▸ CONSIGNE A
Traduisez en anglais la phrase suivante de l'extrait source ci-dessous : « Dans les années septante, Marcel Gotlib, Jean Solé et Jacques Lob avaient imaginé le personnage de Superdupont, une caricature de Superman franchouillard affrontant les agents… polyglottes d'une nébuleuse hostile, l'Anti-France. »
▸ CONSIGNE B
Relevez toutes les personnes réelles nommées dans l'extrait source ci-dessous, sans inclure les personnages de fiction.
▸ CONSIGNE C
D'après l'extrait source ci-dessous, en quelle année se situe l'époque du rénovateur Philippe Busquin ?

▸ EXTRAIT SOURCE
***
Oui mais, insisteront les mêmes esprits chagrins (et sans doute toujours trop cartésiens), ce « gourou des chiffres et des budgets » que le PS nous vend, n’est-ce pas celui-là même qui, en bon génie de la calculette et de l’artifice comptable, est parvenu à faire campagne aux régionales 2009 sur la base d’un budget wallon quasi maquillé ? Réponse : l’important est sans doute que « les p’tits qu’on spotche » continuent de croire que « Papa » est un sorcier des chiffres, un expert « excessivement compétent ». Et que, comme à l’époque du rénovateur Philippe Busquin (c’était en 1994, en pleine tempête Agusta), Daerden fera office de « bouclier de la sécurité sociale » face aux assauts sournois des factieux de « l’Anti-Wallonie2 » : la Flandre et la « crise libérale»… Vous avez dit « cynisme » ?
- Tablant sur l’illisibilité du labyrinthe institutionnel belge, Elio Di Rupo aura décidément fait fort en menant le dernier round de la campagne des élections régionales sur un thème qui, jusqu’à présent, reste éminemment et exclusivement fédéral : la sécurité sociale…
- Dans les années septante, Marcel Gotlib, Jean Solé et Jacques Lob avaient imaginé le personnage de Superdupont, une caricature de Superman franchouillard affrontant les agents… polyglottes d’une nébuleuse hostile, l’Anti-France.
***
▸ DONNÉES BRUTES
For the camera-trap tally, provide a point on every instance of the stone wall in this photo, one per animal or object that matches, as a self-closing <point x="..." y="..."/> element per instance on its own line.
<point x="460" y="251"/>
***
▸ RÉSULTAT ATTENDU A
In the seventies, Marcel Gotlib, Jean Solé and Jacques Lob had created the character of Superdupont, a caricature of a chauvinistically French Superman battling the… multilingual agents of a hostile shadowy network, the Anti-France.

▸ RÉSULTAT ATTENDU B
Philippe Busquin
Daerden
Elio Di Rupo
Marcel Gotlib
Jean Solé
Jacques Lob

▸ RÉSULTAT ATTENDU C
En 1994, en pleine tempête Agusta.